Items from a dataset:
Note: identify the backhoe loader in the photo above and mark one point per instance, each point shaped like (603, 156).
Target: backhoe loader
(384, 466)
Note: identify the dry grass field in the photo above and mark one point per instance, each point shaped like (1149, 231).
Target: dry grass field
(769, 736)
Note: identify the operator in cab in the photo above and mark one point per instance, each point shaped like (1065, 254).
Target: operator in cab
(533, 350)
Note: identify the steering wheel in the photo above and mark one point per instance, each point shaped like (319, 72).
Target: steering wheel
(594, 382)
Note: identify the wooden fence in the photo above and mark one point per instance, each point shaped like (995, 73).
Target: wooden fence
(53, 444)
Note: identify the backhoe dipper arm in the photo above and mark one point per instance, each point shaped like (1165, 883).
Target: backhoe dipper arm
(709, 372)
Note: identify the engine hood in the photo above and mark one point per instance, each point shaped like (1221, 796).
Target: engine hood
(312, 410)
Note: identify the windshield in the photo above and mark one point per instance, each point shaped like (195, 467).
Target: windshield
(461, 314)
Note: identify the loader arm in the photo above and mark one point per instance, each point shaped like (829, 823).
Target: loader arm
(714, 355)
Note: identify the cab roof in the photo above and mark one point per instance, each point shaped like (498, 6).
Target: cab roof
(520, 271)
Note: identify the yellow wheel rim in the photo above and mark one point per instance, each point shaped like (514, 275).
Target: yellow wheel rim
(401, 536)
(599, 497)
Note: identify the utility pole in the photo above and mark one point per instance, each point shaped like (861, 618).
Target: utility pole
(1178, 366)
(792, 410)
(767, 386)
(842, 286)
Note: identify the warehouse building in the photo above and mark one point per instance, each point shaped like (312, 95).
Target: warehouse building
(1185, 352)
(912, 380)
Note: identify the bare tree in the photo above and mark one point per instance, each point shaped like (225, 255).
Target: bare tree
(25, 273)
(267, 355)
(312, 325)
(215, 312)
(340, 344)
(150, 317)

### REQUIRED ACTION:
Transcribe the data above so that every line matches exactly.

### RESULT FOR THIS TASK:
Note: identify the backhoe loader in the photo above and mark one point per instance, each point shaped like (603, 156).
Target: backhoe loader
(384, 466)
Note: identify the dry grass field in the photo above and mark one point per instance, each point shaped like (1149, 231).
Target: dry grass field
(769, 736)
Note: identify the operator in cab in the photo above and mark one point per instance, each point shaped like (1065, 254).
Target: operator in cab
(533, 350)
Note: identify the steering wheel in the photo above and mark one point per instance, each point shaped like (319, 72).
Target: steering wheel
(594, 382)
Note: identify the wooden fence in the photo above and mark one point per instance, each point shaped like (995, 73).
Target: wooden fence
(53, 444)
Note: identify the backhoe dipper arm in the photo above and mark one point per instance, each point shaped like (1165, 883).
Target: backhoe dipper arm
(709, 372)
Note: identify the engine hood in the photo above and mark one point per instance, each point shaped like (1221, 796).
Target: engine hood
(312, 410)
Note: identify the windshield in the photo above and mark one point per instance, each point shaped like (195, 467).
Target: windshield
(461, 314)
Note: identify the loader arm in the photo above and mark one point per instance, each point shaped like (829, 823).
Target: loader arm
(714, 355)
Note: identify the cab roof in the photo above and mark one point per instance, each point shaped like (498, 6).
Target: cab roof
(520, 271)
Note: identify the yellow wheel rim in the photo above and mark one point per instance, each point shaped like (514, 275).
Target: yellow wheel rim
(401, 536)
(599, 497)
Note: identify the utility pole in the photo above and mark one point per instance, each point shaped like (861, 618).
Target: utility pole
(1178, 366)
(792, 410)
(767, 386)
(842, 286)
Note: identify the warehouse building in the photo above and mark one point per instance, each point shaped like (312, 95).
Target: warehouse building
(1185, 352)
(912, 380)
Note: identify the bare tree in the photo above and mark one point per instance, each point shaped like (225, 255).
Target: bare tree
(25, 273)
(267, 355)
(312, 325)
(215, 312)
(340, 344)
(150, 317)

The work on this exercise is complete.